Gangotri Bhandari

Medal record
Women's field hockey
Representing India
Asian Games
| Gold medal – first place | 1982 Delhi | Team competition |

= Gangotri Bhandari =

Indian field hockey player

Gangotri (Bhandari) Bist (13 August, 1956 – 10 March, 2026) was a former olympian and international hockey player who played for the Indian Women's Hockey Team. She represented India at the 1980 Summer Olympics and 1982 Asian Games along with many other international tournaments. She had also been the vice captain for Indian Women's Hockey Team during the Asian Hockey Championship in Kyoto, Japan in 1981. Post her professional sports career - she worked for NWR Railways as chief office superintendent and lived with her beloved family in Jaipur, Rajasthan.

== Personal life==
Gangotri (Bhandari) Bist was born at Pauri Garhwal. She was the first daughter of her parents, and had two siblings. She shifted to Jaipur in 1966 and started playing field hockey as a hobby during her schooling and later played for India at national and international levels.

== Career ==

===National tournaments===

| Year | Tournament |
|---|---|
| 1974 | XI Jnr Women' National Hockey Championship in Trivandrum |
| 1974 | Senior Women's National Hockey Championship in Jaipur |
| 1976 | XXX Senior Women's Hockey National Championship in Goa |
| 1976 | XXX Women's Hockey National Championship in Pune (Runners up) |
| 1976 | II National Sports Festival for Women in New Delhi |
| 1977 | All India Guru Nanak Women's Hockey in Chandigarh |
| 1977 | Inter Zonal Hockey Championship in Patiala (Gold Medal) |
| 1977 | Inter Railway Women's Hockey Championship (Winner) |
| 1978 | Inter Railway Women's Hockey Championship (Winner) |
| 1980 | Rajasthan State Women's Sports Festival in Ajmer |
| 1980 | V National Sports Festival for Women in Jabalpur |
| 1980 | Abel David Memorial Trophy in Pune (Winner) |
| 1980 | 34th Women's Hockey Championship in Indore (Winner) |
| 1981 | XXXV Senior National Women's Hockey Championship in Ahemdabad (Winner) |
| 1982 | II Begum Rasul Trophy Tournament in Pune (Gold Medal) |
| 1982 | XXXVI al Women's Hockey Championship in Calicut (Winner) |

===International tournaments===

| 1979 | 2nd World Hockey Championship at Vancouver Canada |
| 1980 | Olympic Games in MOSCO (4th place) |
| 1981 | Asian Hockey Championship KYOTO Japan (Gold Medal) |
| 1981 | Querdr Angular Tournament at Japan (Gold Medal) |
| 1982 | Indo/German test match in India (Winner) |
| 1982 | Begam Resool Tournament at Pune (Gold Medal) |
| 1982 | Indo/German test match in Germany (Winner) |
| 1982 | Indo/Russia test match in Moscow |
| 1982 | Indo/Russia test match in India (Winner) |
| 1982 | IX Asian Games Delhi (Gold Medal) |
| 1983 | World Cup at Kuala Lumpur |

== Achievements ==

Gangotri (Bhandari) Bist played for the Indian Women's Hockey Team in 1980 MOSCOW Olympics where the team stood 4th position.

Record list:
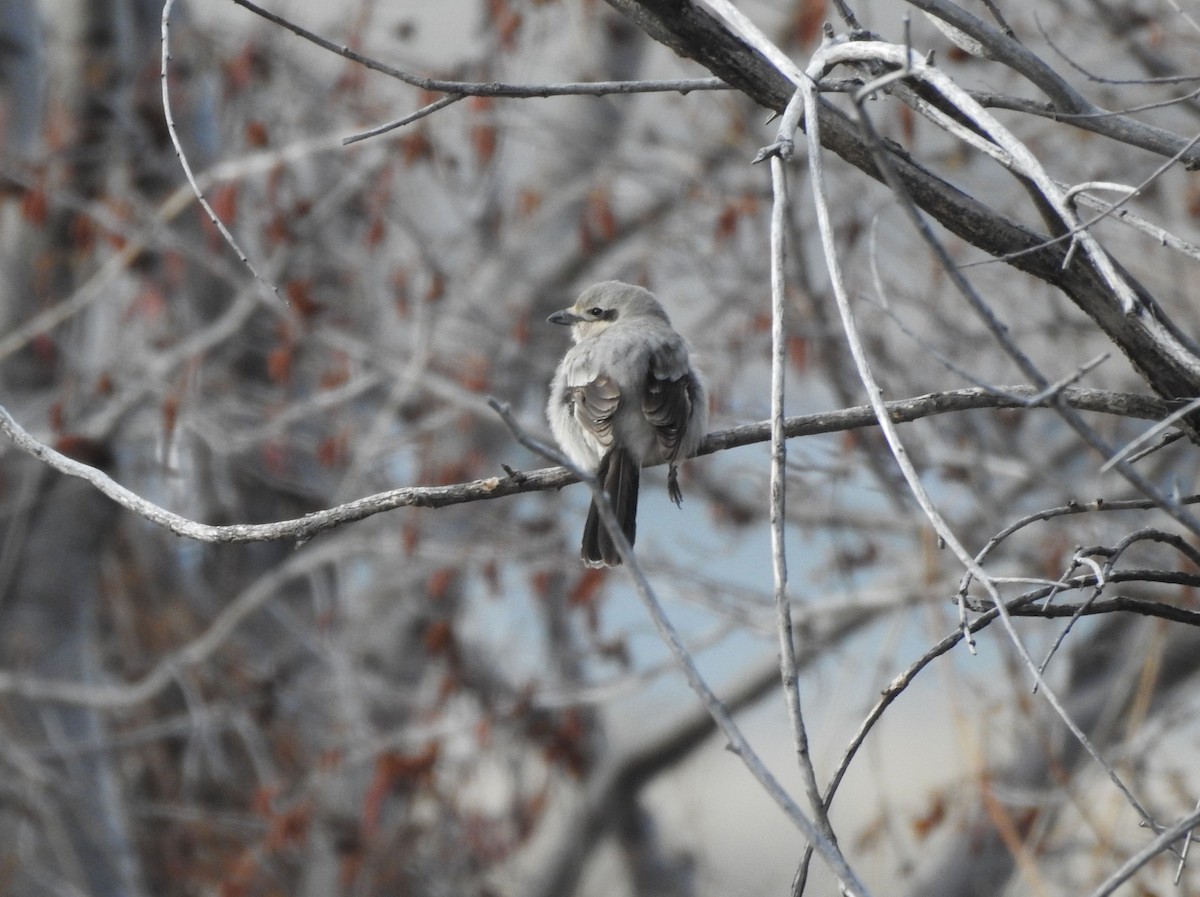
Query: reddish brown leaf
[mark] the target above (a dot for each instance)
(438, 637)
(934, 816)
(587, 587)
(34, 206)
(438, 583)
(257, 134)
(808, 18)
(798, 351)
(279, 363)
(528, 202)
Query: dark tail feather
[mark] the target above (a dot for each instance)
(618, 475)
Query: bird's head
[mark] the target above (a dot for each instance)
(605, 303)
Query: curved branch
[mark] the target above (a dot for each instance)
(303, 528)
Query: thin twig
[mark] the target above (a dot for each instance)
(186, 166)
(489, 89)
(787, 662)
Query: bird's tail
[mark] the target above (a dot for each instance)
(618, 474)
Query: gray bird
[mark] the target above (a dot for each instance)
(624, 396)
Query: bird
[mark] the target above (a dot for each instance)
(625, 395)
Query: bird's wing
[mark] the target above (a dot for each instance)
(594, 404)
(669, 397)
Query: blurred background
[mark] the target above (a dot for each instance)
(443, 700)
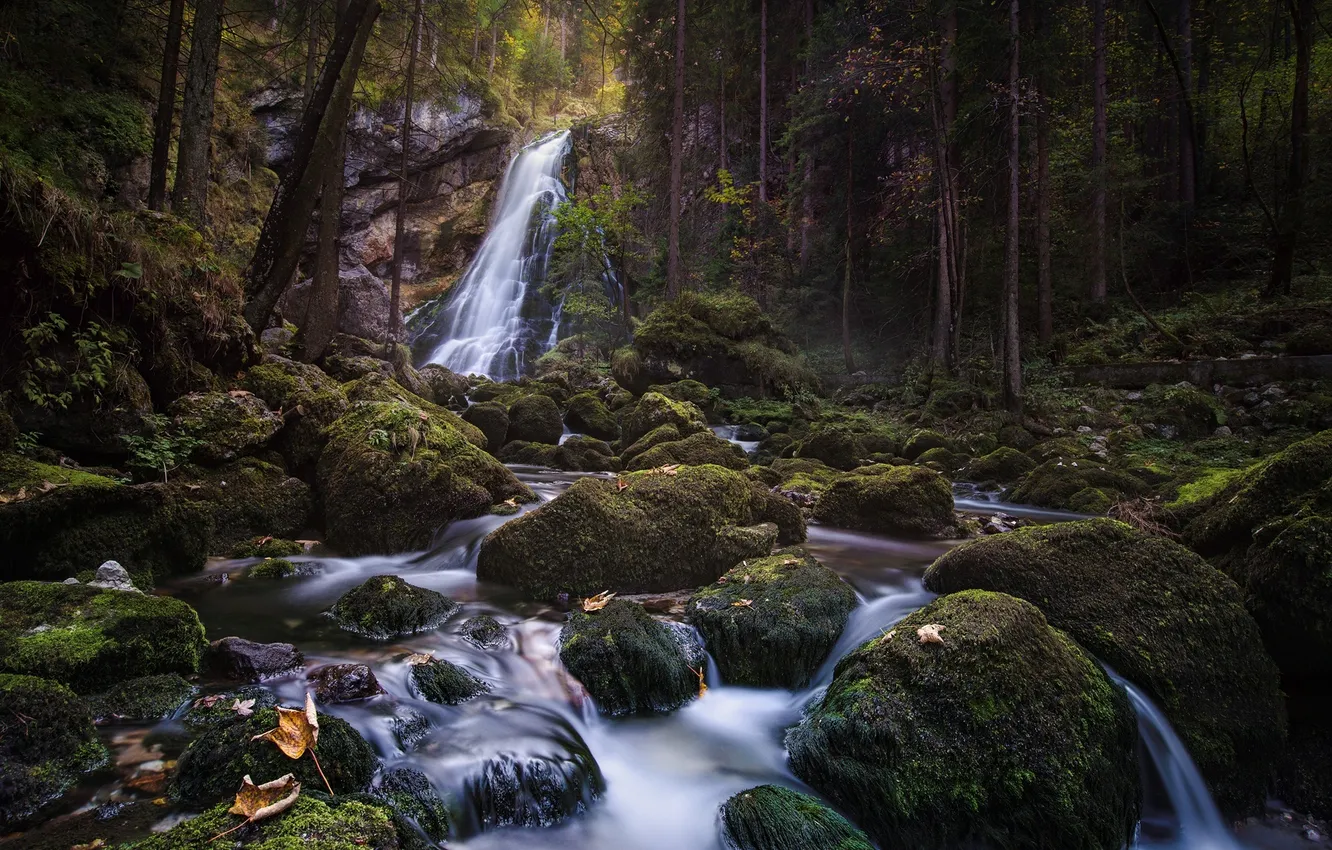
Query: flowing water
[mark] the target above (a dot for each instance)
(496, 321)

* * *

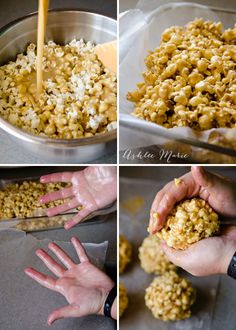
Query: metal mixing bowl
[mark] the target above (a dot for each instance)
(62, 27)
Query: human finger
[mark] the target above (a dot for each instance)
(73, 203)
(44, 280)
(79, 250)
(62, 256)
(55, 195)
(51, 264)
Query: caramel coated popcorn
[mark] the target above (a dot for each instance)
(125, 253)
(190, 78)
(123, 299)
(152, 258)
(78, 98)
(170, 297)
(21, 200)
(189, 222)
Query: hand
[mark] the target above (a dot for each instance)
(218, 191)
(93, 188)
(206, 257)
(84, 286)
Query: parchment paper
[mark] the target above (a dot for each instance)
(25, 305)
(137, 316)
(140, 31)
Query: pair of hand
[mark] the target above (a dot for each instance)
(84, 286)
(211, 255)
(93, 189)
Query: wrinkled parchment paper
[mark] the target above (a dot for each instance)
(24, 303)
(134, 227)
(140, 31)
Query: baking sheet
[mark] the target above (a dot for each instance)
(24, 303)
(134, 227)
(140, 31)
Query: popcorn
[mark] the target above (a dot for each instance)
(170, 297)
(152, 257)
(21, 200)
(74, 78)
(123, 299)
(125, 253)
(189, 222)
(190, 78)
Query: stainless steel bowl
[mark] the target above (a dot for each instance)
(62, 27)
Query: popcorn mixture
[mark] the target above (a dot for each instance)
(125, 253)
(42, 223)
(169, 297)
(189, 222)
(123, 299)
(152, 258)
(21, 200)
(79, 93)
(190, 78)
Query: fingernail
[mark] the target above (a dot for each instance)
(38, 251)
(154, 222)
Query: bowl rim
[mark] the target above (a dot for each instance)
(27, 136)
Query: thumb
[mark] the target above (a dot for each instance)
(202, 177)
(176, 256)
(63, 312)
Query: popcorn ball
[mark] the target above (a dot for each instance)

Instructions to follow: Reproduce the passage of the Gangotri Bhandari article starting with "Medal record" and going on through "in Jaipur, Rajasthan.".

Reply to the exercise:
Medal record
Women's field hockey
Representing India
Asian Games
| Gold medal – first place | 1982 Delhi | Team competition |

= Gangotri Bhandari =

Indian field hockey player

Gangotri (Bhandari) Bist (13 August, 1956 – 10 March, 2026) was a former olympian and international hockey player who played for the Indian Women's Hockey Team. She represented India at the 1980 Summer Olympics and 1982 Asian Games along with many other international tournaments. She had also been the vice captain for Indian Women's Hockey Team during the Asian Hockey Championship in Kyoto, Japan in 1981. Post her professional sports career - she worked for NWR Railways as chief office superintendent and lived with her beloved family in Jaipur, Rajasthan.